■ Assigned task
Reproduce each line from the records that holds "stage".

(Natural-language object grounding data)
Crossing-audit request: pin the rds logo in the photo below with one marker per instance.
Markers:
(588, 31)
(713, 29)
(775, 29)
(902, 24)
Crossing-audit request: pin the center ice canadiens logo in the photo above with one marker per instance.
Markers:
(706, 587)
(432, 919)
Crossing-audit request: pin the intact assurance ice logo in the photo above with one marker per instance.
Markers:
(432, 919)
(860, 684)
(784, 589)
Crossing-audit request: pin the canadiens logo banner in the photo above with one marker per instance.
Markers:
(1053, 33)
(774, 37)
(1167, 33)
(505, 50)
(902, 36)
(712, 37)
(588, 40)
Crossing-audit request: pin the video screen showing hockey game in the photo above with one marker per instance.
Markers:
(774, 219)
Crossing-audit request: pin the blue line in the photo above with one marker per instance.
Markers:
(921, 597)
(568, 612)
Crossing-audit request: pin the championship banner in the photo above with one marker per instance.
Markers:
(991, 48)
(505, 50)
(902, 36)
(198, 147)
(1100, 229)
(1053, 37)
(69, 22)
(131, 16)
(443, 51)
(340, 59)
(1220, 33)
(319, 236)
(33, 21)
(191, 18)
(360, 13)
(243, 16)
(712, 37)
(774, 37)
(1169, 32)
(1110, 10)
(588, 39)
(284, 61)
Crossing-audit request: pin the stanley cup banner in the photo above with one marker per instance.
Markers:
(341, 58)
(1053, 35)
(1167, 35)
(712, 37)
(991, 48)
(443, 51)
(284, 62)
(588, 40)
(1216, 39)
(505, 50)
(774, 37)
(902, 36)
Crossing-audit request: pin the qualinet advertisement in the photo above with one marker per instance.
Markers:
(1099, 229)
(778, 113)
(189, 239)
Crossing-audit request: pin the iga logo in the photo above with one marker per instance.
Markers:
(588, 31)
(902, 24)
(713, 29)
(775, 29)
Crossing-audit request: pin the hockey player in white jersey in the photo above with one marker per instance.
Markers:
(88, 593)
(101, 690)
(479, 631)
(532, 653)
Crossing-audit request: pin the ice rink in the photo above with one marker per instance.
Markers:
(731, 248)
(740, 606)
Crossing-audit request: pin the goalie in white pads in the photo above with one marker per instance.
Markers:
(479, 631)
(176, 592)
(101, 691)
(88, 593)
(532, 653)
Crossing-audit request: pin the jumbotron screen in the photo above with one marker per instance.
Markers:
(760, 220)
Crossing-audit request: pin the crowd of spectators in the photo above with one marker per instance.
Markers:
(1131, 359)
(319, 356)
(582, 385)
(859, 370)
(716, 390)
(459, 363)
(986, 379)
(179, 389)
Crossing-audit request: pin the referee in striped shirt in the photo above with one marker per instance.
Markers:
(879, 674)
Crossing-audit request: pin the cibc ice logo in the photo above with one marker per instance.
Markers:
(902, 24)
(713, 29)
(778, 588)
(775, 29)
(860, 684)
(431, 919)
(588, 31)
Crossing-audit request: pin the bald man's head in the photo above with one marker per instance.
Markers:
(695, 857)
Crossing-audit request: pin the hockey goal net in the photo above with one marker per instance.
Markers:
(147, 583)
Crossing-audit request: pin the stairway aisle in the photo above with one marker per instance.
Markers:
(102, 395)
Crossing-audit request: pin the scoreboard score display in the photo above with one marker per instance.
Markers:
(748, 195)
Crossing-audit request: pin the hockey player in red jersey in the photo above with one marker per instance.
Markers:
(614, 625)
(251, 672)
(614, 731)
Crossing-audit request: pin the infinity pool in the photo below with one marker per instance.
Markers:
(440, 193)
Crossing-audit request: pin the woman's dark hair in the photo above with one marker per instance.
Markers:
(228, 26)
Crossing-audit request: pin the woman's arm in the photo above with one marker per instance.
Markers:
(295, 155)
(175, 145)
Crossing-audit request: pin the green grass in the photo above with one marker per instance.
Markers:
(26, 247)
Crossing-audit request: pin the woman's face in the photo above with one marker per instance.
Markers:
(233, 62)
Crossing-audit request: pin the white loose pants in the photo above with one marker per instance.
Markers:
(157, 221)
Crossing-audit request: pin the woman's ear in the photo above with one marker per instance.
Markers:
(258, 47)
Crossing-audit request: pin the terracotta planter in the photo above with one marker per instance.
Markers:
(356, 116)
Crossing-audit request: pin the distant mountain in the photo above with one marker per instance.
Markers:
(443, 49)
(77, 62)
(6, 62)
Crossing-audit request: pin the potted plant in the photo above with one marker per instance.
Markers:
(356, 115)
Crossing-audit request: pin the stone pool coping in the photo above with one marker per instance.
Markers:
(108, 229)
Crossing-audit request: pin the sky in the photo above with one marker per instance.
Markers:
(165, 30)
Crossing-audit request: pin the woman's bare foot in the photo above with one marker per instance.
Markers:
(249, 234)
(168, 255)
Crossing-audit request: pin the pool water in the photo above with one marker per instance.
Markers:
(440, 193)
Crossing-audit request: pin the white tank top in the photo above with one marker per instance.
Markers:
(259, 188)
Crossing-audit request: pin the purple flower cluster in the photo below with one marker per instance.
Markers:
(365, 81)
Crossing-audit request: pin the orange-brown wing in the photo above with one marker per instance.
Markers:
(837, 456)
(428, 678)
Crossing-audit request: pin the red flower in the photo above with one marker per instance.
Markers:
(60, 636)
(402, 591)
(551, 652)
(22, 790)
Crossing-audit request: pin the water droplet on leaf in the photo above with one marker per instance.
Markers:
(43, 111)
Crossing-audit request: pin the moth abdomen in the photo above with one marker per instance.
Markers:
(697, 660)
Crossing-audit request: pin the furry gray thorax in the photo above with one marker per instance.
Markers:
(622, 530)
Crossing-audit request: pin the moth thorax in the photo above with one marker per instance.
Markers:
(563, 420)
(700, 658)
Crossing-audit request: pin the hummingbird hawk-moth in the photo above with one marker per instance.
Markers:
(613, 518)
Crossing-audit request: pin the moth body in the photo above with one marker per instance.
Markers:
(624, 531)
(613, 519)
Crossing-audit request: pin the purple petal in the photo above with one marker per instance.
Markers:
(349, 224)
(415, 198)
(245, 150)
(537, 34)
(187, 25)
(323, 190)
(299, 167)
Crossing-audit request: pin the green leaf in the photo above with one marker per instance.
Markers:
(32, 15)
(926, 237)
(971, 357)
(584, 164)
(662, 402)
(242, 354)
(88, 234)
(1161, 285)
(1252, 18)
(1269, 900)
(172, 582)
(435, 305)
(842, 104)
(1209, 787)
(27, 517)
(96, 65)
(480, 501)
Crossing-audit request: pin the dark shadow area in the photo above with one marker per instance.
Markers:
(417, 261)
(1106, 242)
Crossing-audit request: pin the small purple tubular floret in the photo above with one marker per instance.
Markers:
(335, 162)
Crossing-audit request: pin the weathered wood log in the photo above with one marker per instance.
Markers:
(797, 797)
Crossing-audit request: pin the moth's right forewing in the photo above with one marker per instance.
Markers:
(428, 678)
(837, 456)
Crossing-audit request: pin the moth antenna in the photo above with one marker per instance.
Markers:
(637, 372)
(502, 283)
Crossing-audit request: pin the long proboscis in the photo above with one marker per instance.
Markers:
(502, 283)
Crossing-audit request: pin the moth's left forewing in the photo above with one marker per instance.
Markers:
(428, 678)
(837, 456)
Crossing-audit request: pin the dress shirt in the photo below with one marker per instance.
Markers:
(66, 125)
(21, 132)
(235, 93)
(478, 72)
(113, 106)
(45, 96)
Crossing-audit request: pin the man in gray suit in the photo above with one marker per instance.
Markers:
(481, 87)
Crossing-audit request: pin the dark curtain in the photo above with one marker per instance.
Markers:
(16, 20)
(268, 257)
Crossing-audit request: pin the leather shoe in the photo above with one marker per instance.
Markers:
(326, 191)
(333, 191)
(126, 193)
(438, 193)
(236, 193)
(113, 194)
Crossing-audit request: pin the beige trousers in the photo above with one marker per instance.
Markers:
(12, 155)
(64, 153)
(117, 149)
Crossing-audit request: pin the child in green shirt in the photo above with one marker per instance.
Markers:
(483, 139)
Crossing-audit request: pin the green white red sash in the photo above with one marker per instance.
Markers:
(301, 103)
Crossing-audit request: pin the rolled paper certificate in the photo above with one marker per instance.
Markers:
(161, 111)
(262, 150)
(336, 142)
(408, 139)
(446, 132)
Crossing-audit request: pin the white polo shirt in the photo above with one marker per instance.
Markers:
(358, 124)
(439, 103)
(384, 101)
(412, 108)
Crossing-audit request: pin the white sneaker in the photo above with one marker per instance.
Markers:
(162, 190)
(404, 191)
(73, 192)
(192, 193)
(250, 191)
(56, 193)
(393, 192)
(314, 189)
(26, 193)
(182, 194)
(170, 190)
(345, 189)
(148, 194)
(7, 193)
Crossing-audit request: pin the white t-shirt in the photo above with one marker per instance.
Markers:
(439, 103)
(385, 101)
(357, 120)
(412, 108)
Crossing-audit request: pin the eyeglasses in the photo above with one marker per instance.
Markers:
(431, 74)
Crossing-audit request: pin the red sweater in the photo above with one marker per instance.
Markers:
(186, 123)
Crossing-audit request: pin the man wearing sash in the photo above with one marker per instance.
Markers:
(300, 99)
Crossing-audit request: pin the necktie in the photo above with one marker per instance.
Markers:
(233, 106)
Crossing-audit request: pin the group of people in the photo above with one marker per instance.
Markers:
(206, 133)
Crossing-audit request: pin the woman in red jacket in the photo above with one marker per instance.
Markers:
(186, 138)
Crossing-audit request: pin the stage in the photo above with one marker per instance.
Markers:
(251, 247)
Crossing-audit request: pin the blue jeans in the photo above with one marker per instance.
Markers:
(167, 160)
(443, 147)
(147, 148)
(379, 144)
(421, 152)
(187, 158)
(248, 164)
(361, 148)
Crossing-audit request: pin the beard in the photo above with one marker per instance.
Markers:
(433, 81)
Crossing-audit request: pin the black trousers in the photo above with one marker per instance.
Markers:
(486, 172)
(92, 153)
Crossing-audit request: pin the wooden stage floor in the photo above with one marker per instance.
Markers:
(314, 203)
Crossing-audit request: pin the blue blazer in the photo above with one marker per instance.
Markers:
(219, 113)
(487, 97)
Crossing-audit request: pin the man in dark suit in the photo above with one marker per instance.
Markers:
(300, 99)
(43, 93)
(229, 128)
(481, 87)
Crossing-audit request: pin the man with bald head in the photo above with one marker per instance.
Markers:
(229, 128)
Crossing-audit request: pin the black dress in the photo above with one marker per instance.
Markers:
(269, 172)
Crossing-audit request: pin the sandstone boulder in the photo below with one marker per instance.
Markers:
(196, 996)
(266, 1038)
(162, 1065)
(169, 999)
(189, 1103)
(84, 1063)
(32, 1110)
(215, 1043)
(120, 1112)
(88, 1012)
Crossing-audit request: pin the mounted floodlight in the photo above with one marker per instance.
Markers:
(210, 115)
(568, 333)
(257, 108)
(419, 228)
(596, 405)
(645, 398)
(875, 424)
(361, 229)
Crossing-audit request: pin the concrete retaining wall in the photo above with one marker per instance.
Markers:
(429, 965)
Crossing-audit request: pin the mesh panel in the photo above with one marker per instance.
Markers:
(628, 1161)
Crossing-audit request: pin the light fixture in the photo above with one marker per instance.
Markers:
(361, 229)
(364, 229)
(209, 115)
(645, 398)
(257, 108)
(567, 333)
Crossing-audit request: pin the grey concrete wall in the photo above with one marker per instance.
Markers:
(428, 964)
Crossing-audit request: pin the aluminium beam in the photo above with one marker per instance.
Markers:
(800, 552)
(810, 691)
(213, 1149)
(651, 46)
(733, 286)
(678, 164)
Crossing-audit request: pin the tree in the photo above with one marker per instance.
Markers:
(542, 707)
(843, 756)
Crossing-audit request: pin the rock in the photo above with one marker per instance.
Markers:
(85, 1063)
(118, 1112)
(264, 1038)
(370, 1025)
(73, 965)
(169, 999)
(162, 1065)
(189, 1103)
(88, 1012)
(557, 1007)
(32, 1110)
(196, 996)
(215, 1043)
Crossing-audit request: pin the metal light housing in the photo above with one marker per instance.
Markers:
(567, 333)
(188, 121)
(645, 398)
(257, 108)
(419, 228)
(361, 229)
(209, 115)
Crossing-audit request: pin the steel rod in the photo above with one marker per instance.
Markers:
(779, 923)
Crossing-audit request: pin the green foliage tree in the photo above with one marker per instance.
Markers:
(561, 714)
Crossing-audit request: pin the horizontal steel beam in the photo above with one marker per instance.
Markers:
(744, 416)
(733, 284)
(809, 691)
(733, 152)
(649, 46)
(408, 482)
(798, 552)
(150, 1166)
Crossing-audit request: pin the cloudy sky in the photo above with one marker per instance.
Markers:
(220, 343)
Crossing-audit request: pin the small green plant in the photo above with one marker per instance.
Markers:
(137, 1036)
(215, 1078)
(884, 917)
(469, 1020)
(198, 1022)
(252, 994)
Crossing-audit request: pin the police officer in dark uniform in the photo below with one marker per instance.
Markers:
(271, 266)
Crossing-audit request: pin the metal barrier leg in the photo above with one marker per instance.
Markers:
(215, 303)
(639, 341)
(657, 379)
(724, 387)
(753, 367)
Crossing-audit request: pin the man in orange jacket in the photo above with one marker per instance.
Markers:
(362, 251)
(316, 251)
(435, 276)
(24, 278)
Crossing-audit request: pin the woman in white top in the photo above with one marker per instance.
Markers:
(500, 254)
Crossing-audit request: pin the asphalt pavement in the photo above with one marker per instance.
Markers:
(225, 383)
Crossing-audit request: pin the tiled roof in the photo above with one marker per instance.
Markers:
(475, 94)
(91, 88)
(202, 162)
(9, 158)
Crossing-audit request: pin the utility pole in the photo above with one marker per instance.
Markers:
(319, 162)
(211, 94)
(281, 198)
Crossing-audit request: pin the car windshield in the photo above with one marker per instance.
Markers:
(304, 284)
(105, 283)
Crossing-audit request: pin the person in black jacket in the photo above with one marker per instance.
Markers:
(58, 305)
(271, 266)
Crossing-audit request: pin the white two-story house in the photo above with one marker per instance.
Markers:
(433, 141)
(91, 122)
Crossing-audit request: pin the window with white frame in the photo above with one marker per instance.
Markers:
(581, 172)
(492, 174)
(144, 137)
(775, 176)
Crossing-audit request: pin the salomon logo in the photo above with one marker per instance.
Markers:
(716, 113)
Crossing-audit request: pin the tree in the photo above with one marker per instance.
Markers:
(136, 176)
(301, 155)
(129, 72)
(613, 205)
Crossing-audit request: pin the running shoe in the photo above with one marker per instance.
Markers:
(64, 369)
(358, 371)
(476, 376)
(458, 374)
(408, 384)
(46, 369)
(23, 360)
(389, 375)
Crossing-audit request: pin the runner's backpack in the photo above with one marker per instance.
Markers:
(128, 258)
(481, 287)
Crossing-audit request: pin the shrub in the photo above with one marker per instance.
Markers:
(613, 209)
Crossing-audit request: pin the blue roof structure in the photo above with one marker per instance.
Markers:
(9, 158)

■ Task output
Crossing-audit request: pin the stage in the photo above with one marker per instance.
Crossing-audit request: pin the wooden stage floor in the photo above with one marker per instance.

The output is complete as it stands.